Required task: Please turn every line of the records below into a numbered list, leaving out any blank lines.
** start **
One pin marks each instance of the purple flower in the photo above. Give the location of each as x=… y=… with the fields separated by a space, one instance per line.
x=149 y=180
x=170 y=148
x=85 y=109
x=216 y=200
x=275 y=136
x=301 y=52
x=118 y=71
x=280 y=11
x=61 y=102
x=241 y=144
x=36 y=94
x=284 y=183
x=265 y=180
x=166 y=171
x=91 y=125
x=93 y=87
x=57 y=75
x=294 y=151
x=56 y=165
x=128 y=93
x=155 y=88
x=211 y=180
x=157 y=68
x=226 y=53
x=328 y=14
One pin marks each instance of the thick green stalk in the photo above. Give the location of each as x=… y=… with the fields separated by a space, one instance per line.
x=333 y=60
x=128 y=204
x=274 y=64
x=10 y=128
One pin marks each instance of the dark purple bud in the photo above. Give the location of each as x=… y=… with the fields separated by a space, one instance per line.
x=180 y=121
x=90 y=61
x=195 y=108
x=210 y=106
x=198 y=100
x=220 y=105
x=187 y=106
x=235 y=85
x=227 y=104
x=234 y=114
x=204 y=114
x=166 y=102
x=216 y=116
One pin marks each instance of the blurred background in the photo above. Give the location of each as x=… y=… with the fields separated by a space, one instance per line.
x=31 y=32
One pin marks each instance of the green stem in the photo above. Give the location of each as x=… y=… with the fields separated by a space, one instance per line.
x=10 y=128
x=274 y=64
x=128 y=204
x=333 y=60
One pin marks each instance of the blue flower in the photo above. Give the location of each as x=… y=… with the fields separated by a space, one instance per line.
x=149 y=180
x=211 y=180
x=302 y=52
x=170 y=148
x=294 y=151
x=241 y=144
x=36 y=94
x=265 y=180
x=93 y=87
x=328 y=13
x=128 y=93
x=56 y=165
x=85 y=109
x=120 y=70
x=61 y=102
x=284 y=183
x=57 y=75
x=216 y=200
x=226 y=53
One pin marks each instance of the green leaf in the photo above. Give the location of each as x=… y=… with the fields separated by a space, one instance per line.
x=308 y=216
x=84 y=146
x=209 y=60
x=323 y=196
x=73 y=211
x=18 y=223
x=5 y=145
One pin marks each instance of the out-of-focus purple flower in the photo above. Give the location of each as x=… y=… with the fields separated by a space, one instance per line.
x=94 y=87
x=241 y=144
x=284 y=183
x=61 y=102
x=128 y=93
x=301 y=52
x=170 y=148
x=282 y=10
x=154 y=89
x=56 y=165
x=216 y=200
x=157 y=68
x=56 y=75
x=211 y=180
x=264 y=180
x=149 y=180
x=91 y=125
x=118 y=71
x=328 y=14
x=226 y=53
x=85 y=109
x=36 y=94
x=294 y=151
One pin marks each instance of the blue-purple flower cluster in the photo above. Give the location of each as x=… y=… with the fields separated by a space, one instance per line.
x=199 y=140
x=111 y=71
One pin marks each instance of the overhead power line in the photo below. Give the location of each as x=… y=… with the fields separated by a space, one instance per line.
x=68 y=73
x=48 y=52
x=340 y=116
** end **
Finished exercise:
1. One pin marks each instance of the purple flower in the photo above. Give the location of each as x=… y=… with the fields separated by a space, one instance per line.
2. x=149 y=180
3. x=170 y=148
4. x=85 y=109
5. x=216 y=200
6. x=275 y=136
7. x=301 y=52
8. x=118 y=71
9. x=280 y=11
10. x=61 y=102
11. x=241 y=144
12. x=36 y=94
13. x=284 y=183
14. x=265 y=180
15. x=166 y=171
16. x=91 y=125
17. x=93 y=87
18. x=57 y=75
19. x=294 y=151
20. x=56 y=165
21. x=128 y=93
22. x=155 y=88
23. x=211 y=180
24. x=157 y=68
25. x=226 y=53
26. x=328 y=14
27. One pin marks each instance of the thick green stalk in the photo above. Give the location of each as x=… y=… with the fields separated by a space, one instance per line.
28. x=333 y=60
29. x=128 y=204
30. x=274 y=64
31. x=10 y=128
32. One pin marks each instance of the dark purple bud in the photo above. Give the location of each as x=… y=… with the fields separated by a space, one instance per line.
33. x=180 y=121
34. x=90 y=61
35. x=195 y=108
36. x=210 y=106
37. x=198 y=100
38. x=220 y=105
39. x=187 y=106
40. x=235 y=85
41. x=227 y=104
42. x=234 y=114
43. x=204 y=114
44. x=166 y=102
45. x=216 y=116
46. One pin marks each instance of the blurred background in the photo above. Give the location of each as x=… y=… with the fields separated by a space, one instance per line.
47. x=31 y=32
48. One pin marks each instance of the green stem in the photo above. Give the location of each as x=… y=… with the fields separated by a space, one instance per line.
49. x=10 y=128
50. x=274 y=64
51. x=128 y=204
52. x=333 y=60
53. One pin marks each instance of the blue flower in the photo above. Give the location of each as x=… y=… with the fields separated by a space, one instance per line.
54. x=149 y=180
55. x=211 y=180
56. x=302 y=52
57. x=170 y=148
58. x=294 y=151
59. x=241 y=144
60. x=36 y=94
61. x=265 y=180
62. x=93 y=87
63. x=328 y=13
64. x=128 y=93
65. x=56 y=165
66. x=85 y=109
67. x=120 y=70
68. x=61 y=102
69. x=284 y=183
70. x=57 y=75
71. x=216 y=200
72. x=226 y=53
73. One pin marks each instance of the green leaf in the photo above. Give the location of each as x=… y=… with the fields separated by a space, one instance per line.
74. x=308 y=216
75. x=84 y=146
76. x=209 y=60
77. x=323 y=196
78. x=73 y=211
79. x=18 y=223
80. x=5 y=145
81. One pin marks each instance of the out-of-focus purple flower in the photo above. Give the location of each as x=… y=… with the fields separated by a space, one instance per line.
82. x=94 y=87
83. x=241 y=144
84. x=284 y=183
85. x=61 y=102
86. x=128 y=93
87. x=301 y=52
88. x=170 y=148
89. x=282 y=10
90. x=154 y=89
91. x=56 y=165
92. x=216 y=200
93. x=157 y=68
94. x=56 y=75
95. x=211 y=180
96. x=264 y=180
97. x=149 y=180
98. x=91 y=125
99. x=118 y=71
100. x=328 y=14
101. x=226 y=53
102. x=85 y=109
103. x=36 y=94
104. x=294 y=151
105. One pin marks each instance of the blue-purple flower cluster in the photo above. Give the location of each as x=… y=… with the fields separated by a space, one instance per line.
106. x=199 y=140
107. x=111 y=71
108. One pin marks each instance of the overhead power line in the photo below. Give the location of each as x=… y=… with the fields separated by a space, one instance per line.
109. x=68 y=73
110. x=48 y=52
111. x=340 y=116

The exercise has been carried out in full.